* BEGIN DATA LISTING *

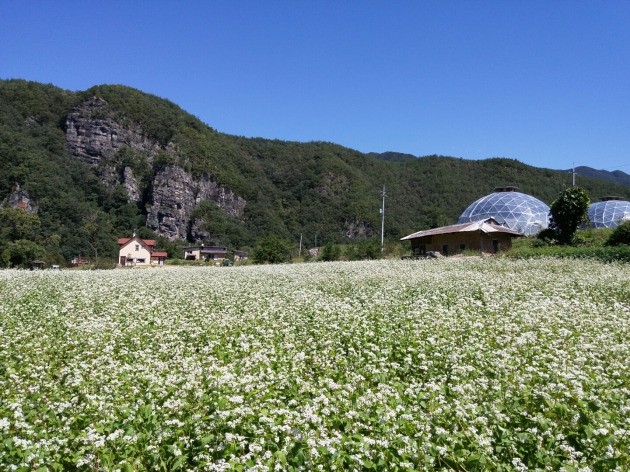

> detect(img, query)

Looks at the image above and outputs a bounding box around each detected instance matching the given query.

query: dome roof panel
[458,191,549,236]
[588,200,630,228]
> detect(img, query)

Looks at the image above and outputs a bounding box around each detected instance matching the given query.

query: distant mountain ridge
[0,80,630,259]
[565,166,630,186]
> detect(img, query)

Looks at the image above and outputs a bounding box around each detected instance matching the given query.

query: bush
[606,221,630,246]
[346,239,382,261]
[253,236,292,264]
[320,243,341,261]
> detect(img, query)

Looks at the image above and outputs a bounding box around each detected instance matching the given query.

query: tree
[254,236,292,264]
[0,208,41,241]
[320,243,341,261]
[0,239,46,267]
[549,187,591,244]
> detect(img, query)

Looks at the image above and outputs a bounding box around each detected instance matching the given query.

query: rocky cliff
[147,165,246,241]
[64,97,247,242]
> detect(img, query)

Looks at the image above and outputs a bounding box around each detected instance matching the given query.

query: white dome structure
[458,187,549,236]
[588,197,630,228]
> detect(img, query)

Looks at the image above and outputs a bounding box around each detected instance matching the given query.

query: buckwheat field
[0,258,630,471]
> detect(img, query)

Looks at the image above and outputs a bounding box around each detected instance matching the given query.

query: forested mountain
[0,80,630,265]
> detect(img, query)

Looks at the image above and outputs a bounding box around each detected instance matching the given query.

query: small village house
[118,234,168,267]
[401,218,522,256]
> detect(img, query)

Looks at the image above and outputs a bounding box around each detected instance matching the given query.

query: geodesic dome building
[588,197,630,228]
[458,187,549,236]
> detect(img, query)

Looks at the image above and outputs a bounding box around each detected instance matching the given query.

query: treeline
[0,80,630,265]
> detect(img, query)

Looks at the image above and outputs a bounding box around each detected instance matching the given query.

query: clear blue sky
[0,0,630,173]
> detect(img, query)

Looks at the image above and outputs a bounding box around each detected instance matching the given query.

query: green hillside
[0,80,630,265]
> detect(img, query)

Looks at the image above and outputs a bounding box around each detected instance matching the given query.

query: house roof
[118,236,155,246]
[183,246,228,254]
[400,218,522,241]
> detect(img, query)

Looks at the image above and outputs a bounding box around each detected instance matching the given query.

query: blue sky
[0,0,630,173]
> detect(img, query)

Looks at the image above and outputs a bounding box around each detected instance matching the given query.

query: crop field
[0,258,630,471]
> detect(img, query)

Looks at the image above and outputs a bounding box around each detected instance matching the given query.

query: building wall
[411,232,512,255]
[118,240,151,265]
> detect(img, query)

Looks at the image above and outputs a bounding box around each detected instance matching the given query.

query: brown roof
[400,218,522,241]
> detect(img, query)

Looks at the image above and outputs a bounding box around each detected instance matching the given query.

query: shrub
[320,243,341,261]
[254,236,292,264]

* END DATA LISTING *

| AIM |
Convert the items, from their beginning through the line containing "[565,166,630,186]" inclusive, into a JSON list of strings with one string per line. Omit blank lines and the pictures.

| TASK RESULT |
[
  "> detect(img, query)",
  "Looks at the image above and outputs a bounding box around each detected instance matching the given query.",
  "query: dome roof panel",
  "[458,191,549,236]",
  "[588,200,630,228]",
  "> detect(img, query)",
  "Looks at the image above and outputs a bounding box around each detected instance matching the given query.",
  "query: distant mountain ridge",
  "[0,80,630,259]",
  "[565,166,630,186]"
]